**** Extracted text

Huntington University of Health Sciences
- Other name: Huntington College of Health Sciences
- Former name: American Academy of Nutrition
- Type: For-profit
- Active: 1985–2023
- Accreditation: Distance Education Accrediting Commission
- Academic affiliations: Nutrition and health
- President: Arthur M. Presser
- Provost: Gene Bruno
- Dean: Laura Farnsworth (undergrad) Chris Nutting (graduate)
- Students: 147
- Location: Knoxville, Tennessee, United States
- Website: Official website

= Huntington University of Health Sciences =

Huntington University of Health Sciences, formerly known as the American Academy of Nutrition and Huntington College of Health Sciences, was a for-profit higher education institution based in Knoxville, Tennessee, that offered programs in nutrition and health via distance education. It opened in 1985 and closed in 2023.

It offered associate's, bachelor's, and master's degrees in nutrition and doctorates in integrative healthcare. Huntington also offers diploma programs in dietary supplement science, sports nutrition, women's nutrition, small business management, and integrated personal training.

== History ==
Huntington University of Health Sciences was founded in 1985 as the American Academy of Nutrition. It has been accredited by the Distance Education Accrediting Commission, formally the Accrediting Commission of the Distance Education and Training Council, since 1989. In 2004 the school was sold to Huntington University, L.P. In 2005 it changed its name to Huntington College of Health Sciences. According to the institution, its name honors Samuel Huntington, a Connecticut man who was among the signers of the Declaration of Independence. In 2015, Huntington University of Health Sciences, the Huntington College, was approved by the U.S. Department of Education as a Title IV institution. As a result, eligible students may apply for federal financial, including federal loans and Pell grants.

The institution changed its name from Huntington College of Health Sciences to Huntington University of Health Sciences in 2018. The university closed on August 25, 2023.

== Graduate eligibility for professional credentials ==
Graduates who successful complete specific academic programs at HUHS may be eligible to take board exams for certain national, professional credentials:

Graduates of HUHS's Diploma in Sports Nutrition (Dip.S.N.) program are eligible to take the International Society of Sports Nutrition's national board exam for Sports Nutrition Specialist.

********
**** Available data

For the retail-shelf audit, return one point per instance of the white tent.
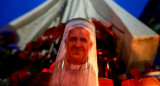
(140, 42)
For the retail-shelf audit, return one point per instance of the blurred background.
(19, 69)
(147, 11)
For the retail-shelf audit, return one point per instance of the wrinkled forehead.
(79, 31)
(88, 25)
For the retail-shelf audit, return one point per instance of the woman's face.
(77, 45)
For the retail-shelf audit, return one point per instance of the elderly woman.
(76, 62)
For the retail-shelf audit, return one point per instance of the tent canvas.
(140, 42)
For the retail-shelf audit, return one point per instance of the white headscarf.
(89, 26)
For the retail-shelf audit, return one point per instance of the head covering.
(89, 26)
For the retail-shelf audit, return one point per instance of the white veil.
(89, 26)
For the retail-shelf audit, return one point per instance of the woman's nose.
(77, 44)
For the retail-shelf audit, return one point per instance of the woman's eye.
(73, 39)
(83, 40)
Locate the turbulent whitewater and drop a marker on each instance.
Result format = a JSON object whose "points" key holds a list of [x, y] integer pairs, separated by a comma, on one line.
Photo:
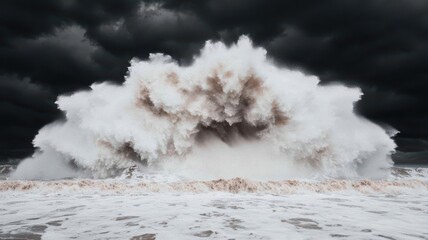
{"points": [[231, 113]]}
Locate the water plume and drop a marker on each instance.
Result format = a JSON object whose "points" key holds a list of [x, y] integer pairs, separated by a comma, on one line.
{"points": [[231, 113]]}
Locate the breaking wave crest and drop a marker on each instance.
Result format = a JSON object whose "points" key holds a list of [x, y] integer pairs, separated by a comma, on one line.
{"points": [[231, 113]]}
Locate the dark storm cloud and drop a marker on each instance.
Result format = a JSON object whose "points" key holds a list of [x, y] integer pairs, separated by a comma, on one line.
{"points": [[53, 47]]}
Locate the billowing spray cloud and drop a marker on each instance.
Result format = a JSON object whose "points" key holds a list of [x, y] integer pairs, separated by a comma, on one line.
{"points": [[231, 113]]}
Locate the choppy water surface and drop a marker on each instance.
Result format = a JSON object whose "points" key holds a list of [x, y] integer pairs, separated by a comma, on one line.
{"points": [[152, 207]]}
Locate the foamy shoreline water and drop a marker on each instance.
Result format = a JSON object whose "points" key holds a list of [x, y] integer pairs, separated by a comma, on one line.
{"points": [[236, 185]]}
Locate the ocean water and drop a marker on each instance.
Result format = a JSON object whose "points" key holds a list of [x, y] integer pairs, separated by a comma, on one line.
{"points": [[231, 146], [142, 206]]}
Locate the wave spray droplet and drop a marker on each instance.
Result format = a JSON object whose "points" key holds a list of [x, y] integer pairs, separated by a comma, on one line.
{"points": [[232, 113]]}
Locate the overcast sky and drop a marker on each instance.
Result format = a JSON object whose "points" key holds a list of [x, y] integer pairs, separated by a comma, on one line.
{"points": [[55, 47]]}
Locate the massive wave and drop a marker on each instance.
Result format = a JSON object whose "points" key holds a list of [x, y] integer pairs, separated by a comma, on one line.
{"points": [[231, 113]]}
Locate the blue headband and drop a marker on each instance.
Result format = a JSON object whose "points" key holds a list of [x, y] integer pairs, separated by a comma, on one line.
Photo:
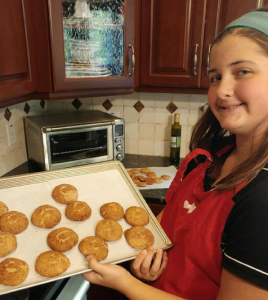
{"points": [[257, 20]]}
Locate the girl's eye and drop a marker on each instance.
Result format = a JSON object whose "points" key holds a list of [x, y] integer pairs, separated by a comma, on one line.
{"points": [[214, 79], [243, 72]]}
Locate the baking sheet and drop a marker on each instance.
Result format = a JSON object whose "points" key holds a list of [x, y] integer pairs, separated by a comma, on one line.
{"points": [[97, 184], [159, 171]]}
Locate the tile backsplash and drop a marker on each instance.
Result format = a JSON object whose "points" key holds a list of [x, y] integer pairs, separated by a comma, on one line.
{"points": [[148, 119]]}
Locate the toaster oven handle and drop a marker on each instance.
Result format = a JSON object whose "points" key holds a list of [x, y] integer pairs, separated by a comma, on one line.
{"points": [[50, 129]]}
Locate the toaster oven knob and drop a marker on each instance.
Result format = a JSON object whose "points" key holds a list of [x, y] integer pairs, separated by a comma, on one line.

********

| Problems and tasks |
(1) Quote the Huntington University of Health Sciences text word for word, beginning at the words "Huntington University of Health Sciences, formerly" and stopping after "closed in 2023.".
(2) According to the Huntington University of Health Sciences text, whom does the institution's name honor?

| Results of the exercise |
(1)
Huntington University of Health Sciences, formerly known as the American Academy of Nutrition and Huntington College of Health Sciences, was a for-profit higher education institution based in Knoxville, Tennessee, that offered programs in nutrition and health via distance education. It opened in 1985 and closed in 2023.

(2) Samuel Huntington, a Connecticut man who was among the signers of the Declaration of Independence.